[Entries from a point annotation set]
--------------------------------
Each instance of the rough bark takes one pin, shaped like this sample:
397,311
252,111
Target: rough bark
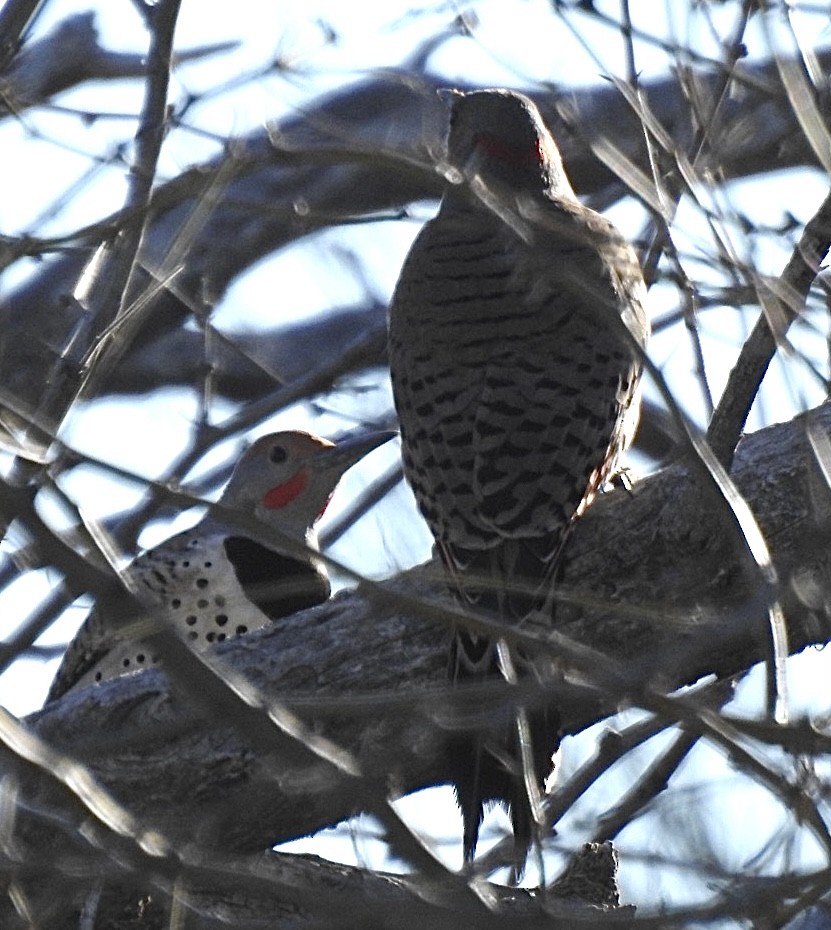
660,593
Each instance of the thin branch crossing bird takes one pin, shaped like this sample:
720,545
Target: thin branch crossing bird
516,335
215,580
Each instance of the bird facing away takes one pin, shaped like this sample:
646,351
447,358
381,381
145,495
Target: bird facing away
215,581
515,339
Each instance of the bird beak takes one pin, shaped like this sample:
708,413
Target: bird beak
346,453
447,95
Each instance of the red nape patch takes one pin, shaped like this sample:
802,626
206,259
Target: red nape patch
286,492
509,153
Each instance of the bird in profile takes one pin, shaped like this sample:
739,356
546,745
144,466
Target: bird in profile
215,581
516,334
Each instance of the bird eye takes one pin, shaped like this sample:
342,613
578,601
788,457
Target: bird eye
277,454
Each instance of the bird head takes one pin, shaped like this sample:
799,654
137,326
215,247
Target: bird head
286,479
500,136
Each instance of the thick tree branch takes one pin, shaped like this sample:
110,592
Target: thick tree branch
653,583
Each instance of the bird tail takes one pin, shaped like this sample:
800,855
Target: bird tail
505,755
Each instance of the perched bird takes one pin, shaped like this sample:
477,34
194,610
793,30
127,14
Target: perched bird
515,338
216,581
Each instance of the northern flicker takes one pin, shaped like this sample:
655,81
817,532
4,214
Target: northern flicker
515,339
214,581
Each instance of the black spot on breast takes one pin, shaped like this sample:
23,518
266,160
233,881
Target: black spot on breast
278,584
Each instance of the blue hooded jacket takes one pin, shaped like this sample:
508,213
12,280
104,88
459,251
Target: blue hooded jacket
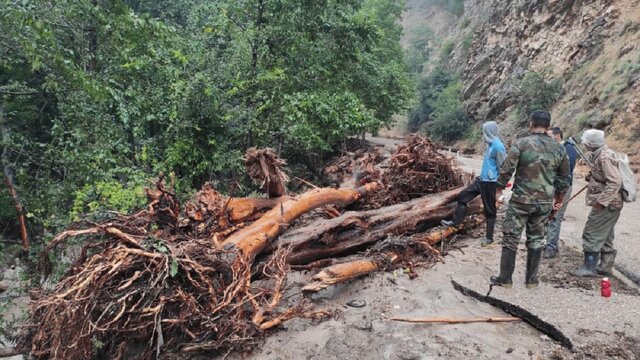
494,155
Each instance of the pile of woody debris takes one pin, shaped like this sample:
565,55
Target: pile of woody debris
210,276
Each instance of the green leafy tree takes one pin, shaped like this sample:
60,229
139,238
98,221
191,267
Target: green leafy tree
538,90
450,121
100,95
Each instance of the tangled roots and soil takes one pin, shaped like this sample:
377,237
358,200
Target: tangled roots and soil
142,283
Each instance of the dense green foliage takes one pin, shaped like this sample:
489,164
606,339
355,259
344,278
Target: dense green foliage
101,95
430,88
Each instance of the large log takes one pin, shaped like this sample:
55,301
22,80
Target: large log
355,230
251,240
346,271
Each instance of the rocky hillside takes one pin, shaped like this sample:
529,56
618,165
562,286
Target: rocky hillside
591,47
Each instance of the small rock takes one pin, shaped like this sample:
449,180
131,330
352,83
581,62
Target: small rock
625,50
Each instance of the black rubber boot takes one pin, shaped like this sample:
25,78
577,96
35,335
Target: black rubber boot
507,265
589,267
606,263
533,262
488,240
491,225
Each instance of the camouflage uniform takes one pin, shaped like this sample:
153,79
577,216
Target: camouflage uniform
542,169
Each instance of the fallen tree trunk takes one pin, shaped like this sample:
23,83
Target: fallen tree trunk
353,231
346,271
242,209
322,230
251,240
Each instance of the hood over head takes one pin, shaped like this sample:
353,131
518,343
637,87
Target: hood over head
593,138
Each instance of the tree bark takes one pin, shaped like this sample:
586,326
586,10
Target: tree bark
9,181
346,271
354,230
253,239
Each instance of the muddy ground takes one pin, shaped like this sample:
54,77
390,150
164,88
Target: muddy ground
599,328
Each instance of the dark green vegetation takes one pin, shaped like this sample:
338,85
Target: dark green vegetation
98,96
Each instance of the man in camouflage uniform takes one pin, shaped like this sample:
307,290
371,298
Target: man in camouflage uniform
542,176
603,195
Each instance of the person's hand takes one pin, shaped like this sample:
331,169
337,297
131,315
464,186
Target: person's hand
499,197
557,205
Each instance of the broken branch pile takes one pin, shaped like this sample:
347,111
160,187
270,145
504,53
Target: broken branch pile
212,277
417,169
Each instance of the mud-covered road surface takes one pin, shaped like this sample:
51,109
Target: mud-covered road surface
599,328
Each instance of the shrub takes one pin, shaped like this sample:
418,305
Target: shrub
429,89
538,90
450,120
446,49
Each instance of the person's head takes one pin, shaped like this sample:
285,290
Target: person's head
556,134
490,131
539,121
593,139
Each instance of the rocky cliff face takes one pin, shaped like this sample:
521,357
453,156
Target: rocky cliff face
594,46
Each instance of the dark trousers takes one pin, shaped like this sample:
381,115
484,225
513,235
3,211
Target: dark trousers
487,190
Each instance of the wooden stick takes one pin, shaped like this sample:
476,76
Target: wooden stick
444,320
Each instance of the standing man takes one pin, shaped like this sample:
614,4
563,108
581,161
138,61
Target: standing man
541,169
551,249
485,184
603,195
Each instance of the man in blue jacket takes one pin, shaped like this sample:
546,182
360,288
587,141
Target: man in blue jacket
--------------------------------
Exercise prompt
Retype the whole listing, keeping every line identical and omitting all pictures.

Answer for the task
Each instance of the rough bark takes one pin, shaped like this sample:
397,311
252,111
Target: rough bark
660,593
Each instance of the thin branch crossing bird takes one pin, shaped like this sample:
720,545
Target: thin branch crossing bird
516,335
215,580
Each instance of the bird facing away takes one pin, shaped like this sample:
646,351
447,358
381,381
145,495
Target: bird facing away
215,581
515,339
Each instance of the bird beak takes one pin, shaped like this sample:
708,413
Target: bird beak
346,453
447,95
Each instance of the red nape patch takes one pin, shaped like this sample:
802,626
206,259
Target: red nape patch
286,492
509,153
Each instance of the bird in profile takes one pin, shaped like this sample:
739,356
546,745
144,466
Target: bird in profile
215,581
516,334
Each instance of the bird eye takes one pin, shaped like this sample:
342,613
578,601
788,457
Target: bird eye
277,454
Each instance of the bird head takes one pin, shaped like this sample:
799,654
137,326
215,247
Target: bird head
286,479
500,136
Each instance of the thick tree branch takes one pin, shaped like this sample:
110,592
Target: thick tree branch
653,583
Each instance of the bird tail takes one pin, shaped like this sample:
800,855
Target: bird tail
505,755
Each instance of the perched bird takes one pin, shaped like this sample:
477,34
194,610
793,30
127,14
Target: perched bird
515,338
216,581
Each instance of the northern flicker takes one pin, shaped like this sample:
655,81
817,532
4,214
Target: northern flicker
515,339
214,581
Each instance of the black spot on breast takes one pin, shaped like this sample:
23,518
266,160
233,881
Target: black spot on breast
278,584
Each instance of the blue hooded jacket takes one pin, shaped like this sample:
508,213
12,280
104,88
459,251
Target: blue hooded jacket
494,155
Each instance of the pile of woody debris takes one pin, shaped like this sample:
565,55
Target: pile of woody debris
210,276
Each instance of the green leafy tree takes one pin, shaped like this sample:
60,229
139,238
98,221
191,267
Target: green leafy tree
538,90
450,121
100,95
Each instance of the tangled roots and soil takes one pin, shaped like this sample:
377,237
358,200
Target: tangled roots and soil
142,283
Each instance of the dense green foliage takes one pin, shaped like this sample:
489,164
606,339
355,259
344,278
Target: dense green foliage
101,95
430,88
Each instance of the large log takes one pin, shaped like this sample:
55,301
22,80
Target: large log
355,230
251,240
346,271
Each instance of the rocky hillside takes one pin, shaped like this sample:
529,56
618,165
562,286
Target: rocky hillside
591,47
Each instance of the small rock takes one pin, shaped like this sample:
449,180
131,330
352,83
581,62
Target: small rock
625,50
Each instance of the black rubber boot takes one pin, shaped like this sample:
25,78
577,96
35,335
Target: black rubber boot
507,265
589,267
606,263
533,262
488,240
491,225
Each instance of the camouflage uniform takes one pin, shaped like this sample:
153,79
577,216
Target: camouflage uniform
542,169
Each instance of the fallen tree trunk takes one pin, shaped like this sample:
23,83
Target: fallen tree trunk
353,231
346,271
242,209
322,230
251,240
Each instance of the hood over head takes one pin, shaped like this sample:
353,131
518,343
637,87
Target: hood over head
593,138
Each instance of the tree bark takes one pin, shaped like this sample:
586,326
586,10
Target: tree bark
9,181
346,271
354,230
253,239
Each instance of the muddy ground takes one pin, shaped like this sample:
54,77
390,150
164,88
Target: muddy ground
599,328
Each instance of the dark green vegetation takes one pin, shaped like this sample:
338,85
Target: dark green vegetation
98,96
Each instance of the man in camouflage uniform takes one pin, shaped like this sample:
307,290
371,298
Target: man in camouflage uniform
542,176
603,195
Each instance of the person's hand takes one pin, shaped like this sample:
331,169
337,297
131,315
464,186
Target: person's hand
499,197
557,205
Each instance of the broken branch pile takes one pin, shaped like this sample:
347,111
160,187
270,145
504,53
Target: broken branch pile
212,277
417,169
Each instance of the mud-covered road surface takes one pin, shaped like this sample:
51,109
Target: mud-covered road surface
599,328
Each instance of the shrub takes one pin, shaped like this sample:
418,305
Target: shrub
429,89
538,90
450,120
446,49
Each instance of the person's head takes one pin, shaped like this sample:
285,290
Target: person's head
556,134
490,131
539,121
593,139
Each instance of the rocky cliff face takes one pin, shaped like this sample:
521,357
453,156
Target: rocky cliff face
594,46
Each instance of the dark trousers takes one pin, shaped like this sample:
381,115
484,225
513,235
3,211
Target: dark trousers
487,190
Each instance of the wooden stick takes one pin, shaped like this sample:
476,76
Target: wooden stick
444,320
Each instance of the standing man takes one pin, shaped like this sample:
614,4
563,108
581,161
138,61
Target: standing man
541,169
551,249
485,184
603,195
Each instance of the man in blue jacket takes one pin, shaped like this sample:
546,182
360,288
587,141
Target: man in blue jacket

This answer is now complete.